- SOURCE DOCUMENT -
↓

Notifications #
Application monitoring and alerting is an important but often forgotten part of the operations tasks. Developers without experience in that area often do not know where to start. Therefore SetOps comes with pre-configured monitoring and alerting, which we highly recommend to enable for Apps in production environment.
Available Notifications and mitigation #
SetOps currently notifies about the following issues with your application:
App #
Replicas Not Scaled #
The App and the corresponding containers could not be started and scaled as configured with Scale in the last 10 minutes.
Mitigation: Most likely the containers cannot be started because of an error within the application itself. Check the logs to find the these kind of errors. If there are no errors in the logs, there can be two issues: failing health checks or not enough configured memory. First ensure that the health checks indeed work as configured and then try to increase the memory for your App.
Frequent Container Restarts #
Frequent container restarts (> 10) occurred in the last 15 minutes.
Mitigation: Most likely your App crashed due to some error. Have a look at the logs to look for possible errors. If there are no errors, the container might have been killed due to not enough memory (Out-of-memory or OOM). Increase the amount of configured memory and check if this alarm resolves.
Constant CPU usage higher than configured #
On average the app used more CPU units within the last hour than configured under Resources. This means that you might see inconsistent performance of your application since it can only use additional CPU when there is unused CPU available.
Mitigation: You might want to configure additional reserved CPU units to ensure there is always enough CPU available.
Memory usage critical #
The app (almost) used all of the available memory within the last 15 minutes. The App might get terminated if it requests more memory than available.

↑

- WHAT IS ASKED -
A) Answer these questions about the SetOps notifications page:
(i) Within how many minutes must the App fail to start and scale as configured to trigger the Replicas Not Scaled notification?
(ii) How many container restarts, over what period, trigger the Frequent Container Restarts notification?
(iii) Over what time span is average CPU use measured for the Constant CPU usage higher than configured notification?
B) Repeat word for word everything in the SetOps notifications page from "Mitigation: Most likely your" down to "this alarm resolves.".
C) Pick up the SetOps notifications page where it stops and carry it on.

(Segmentation labeling entries)
↓

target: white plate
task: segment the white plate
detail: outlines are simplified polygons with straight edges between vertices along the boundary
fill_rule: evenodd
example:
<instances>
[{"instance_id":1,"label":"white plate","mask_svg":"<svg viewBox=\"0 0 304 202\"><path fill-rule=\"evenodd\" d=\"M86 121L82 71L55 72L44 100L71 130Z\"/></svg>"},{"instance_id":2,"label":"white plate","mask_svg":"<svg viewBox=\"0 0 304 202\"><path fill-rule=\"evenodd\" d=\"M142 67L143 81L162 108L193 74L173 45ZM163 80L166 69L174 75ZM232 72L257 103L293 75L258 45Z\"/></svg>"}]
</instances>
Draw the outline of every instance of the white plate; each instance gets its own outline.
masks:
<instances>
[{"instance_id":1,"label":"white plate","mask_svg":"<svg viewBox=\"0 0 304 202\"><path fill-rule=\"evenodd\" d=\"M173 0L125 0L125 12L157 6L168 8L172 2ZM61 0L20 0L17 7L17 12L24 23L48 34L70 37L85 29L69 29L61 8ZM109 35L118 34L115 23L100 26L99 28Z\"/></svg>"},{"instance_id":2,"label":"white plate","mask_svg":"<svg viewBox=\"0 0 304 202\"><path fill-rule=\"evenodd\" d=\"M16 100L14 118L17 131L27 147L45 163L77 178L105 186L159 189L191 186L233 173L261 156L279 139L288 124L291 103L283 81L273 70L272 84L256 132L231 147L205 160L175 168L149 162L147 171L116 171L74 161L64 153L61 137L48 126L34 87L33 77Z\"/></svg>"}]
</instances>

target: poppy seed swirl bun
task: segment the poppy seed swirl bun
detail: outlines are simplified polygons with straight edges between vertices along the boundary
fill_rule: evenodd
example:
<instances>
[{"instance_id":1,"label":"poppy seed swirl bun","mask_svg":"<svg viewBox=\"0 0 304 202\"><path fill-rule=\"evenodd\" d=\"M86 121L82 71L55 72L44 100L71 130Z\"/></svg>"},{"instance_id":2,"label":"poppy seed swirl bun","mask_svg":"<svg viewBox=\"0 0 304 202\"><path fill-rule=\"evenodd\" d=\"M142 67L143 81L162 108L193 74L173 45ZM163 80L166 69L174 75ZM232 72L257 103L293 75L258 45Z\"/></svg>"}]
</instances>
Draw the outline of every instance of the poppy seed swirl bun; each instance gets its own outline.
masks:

↑

- FINAL ANSWERS -
A)
(i) 10 minutes.
(ii) More than 10 restarts within the last 15 minutes.
(iii) The last hour.

B)
Mitigation: Most likely your App crashed due to some error. Have a look at the logs to look for possible errors. If there are no errors, the container might have been killed due to not enough memory (Out-of-memory or OOM). Increase the amount of configured memory and check if this alarm resolves.

C)
Mitigation: You might want to configure additional Memory.
Health Check Failed #
The health check for your App via the primary domain failed.
Mitigation: Check the App logs and optionally other Notifications for errors.
Domain #
Certificate expires soon #
SetOps wasn’t able to renew the HTTPS/TLS certificate of the given custom domain in time.
Mitigation: Check the DNS records of your custom domain and ensure that the values are set correctly. You can get required records with the Domain command
App certificate expires soon #
SetOps wasn’t able to renew the HTTPS/TLS certificate of the default app domain in time.
Mitigation: This should usually never happen. If it does, please contact the SetOps support.
HTTPS Load Balancer #
Many 5XX Http Error Codes #
Your App returned more than 10% HTTP 5xx errors within 1 minute.
Mitigation: Check the App logs for more information.
Scheduled Task (upcoming feature) #
Scheduled Task failed #
A scheduled task for your App has failed.
Mitigation: Check the logs for more information.
Services #
DocumentDB: CPU Credit Balance Failing #
The CPU Credit Balance is below 30. This indicates a performance issue.
Mitigation: You can resolve the problem if you choose a bigger plan.
DocumentDB: LowMemThrottleMaxQueueDepth Failing #
The maximum queue depth for requests that are throttled due to low available memory in a one-minute period is greater than 5. This indicates a performance issue.
Mitigation: You can resolve the problem if you choose a bigger plan.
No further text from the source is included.